[Record excerpts Boundary: Start]

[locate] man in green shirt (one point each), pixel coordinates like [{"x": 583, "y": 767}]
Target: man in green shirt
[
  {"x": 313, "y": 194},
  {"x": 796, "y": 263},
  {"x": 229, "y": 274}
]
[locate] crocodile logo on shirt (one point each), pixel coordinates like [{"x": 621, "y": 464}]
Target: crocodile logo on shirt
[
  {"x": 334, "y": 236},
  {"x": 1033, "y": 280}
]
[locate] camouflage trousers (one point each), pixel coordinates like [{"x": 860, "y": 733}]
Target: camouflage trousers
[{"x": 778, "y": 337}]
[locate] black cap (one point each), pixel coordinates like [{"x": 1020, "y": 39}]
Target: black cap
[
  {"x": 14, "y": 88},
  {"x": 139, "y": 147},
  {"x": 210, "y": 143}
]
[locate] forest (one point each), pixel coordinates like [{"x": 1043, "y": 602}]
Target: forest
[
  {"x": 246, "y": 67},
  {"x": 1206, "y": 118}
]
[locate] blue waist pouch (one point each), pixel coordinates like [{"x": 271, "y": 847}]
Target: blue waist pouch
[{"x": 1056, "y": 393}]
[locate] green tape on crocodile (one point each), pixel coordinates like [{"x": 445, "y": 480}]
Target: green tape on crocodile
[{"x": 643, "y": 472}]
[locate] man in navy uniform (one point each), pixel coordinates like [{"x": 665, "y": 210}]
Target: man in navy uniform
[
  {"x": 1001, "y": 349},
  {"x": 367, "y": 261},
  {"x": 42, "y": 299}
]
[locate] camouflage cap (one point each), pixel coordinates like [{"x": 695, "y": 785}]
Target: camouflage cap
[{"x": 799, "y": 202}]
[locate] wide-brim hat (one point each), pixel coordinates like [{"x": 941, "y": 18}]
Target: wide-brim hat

[Record excerpts Boundary: End]

■ What to do ■
Find the line that contains "Target: black cap". Restate it and all lines after it exactly, ending with the final line of the data.

■ Solved exercise ■
Target: black cap
[
  {"x": 14, "y": 88},
  {"x": 139, "y": 147},
  {"x": 210, "y": 143}
]
[locate] forest (one point each), pixel coordinates like [{"x": 1043, "y": 602}]
Target: forest
[
  {"x": 246, "y": 67},
  {"x": 1206, "y": 118}
]
[locate] blue waist pouch (one point each), pixel coordinates like [{"x": 271, "y": 847}]
Target: blue waist pouch
[{"x": 1056, "y": 393}]
[locate] green tape on crocodile (one point each), pixel coordinates like [{"x": 445, "y": 480}]
Target: green tape on crocodile
[{"x": 643, "y": 472}]
[locate] man in navy uniform (one point each), pixel coordinates like [{"x": 665, "y": 210}]
Target: man in navy uniform
[
  {"x": 1001, "y": 349},
  {"x": 367, "y": 261},
  {"x": 42, "y": 299}
]
[locate] camouflage cap (one point each), pixel coordinates like [{"x": 695, "y": 785}]
Target: camouflage cap
[{"x": 799, "y": 202}]
[locate] wide-brim hat (one point each), pixel coordinates like [{"x": 941, "y": 18}]
Target: wide-brim hat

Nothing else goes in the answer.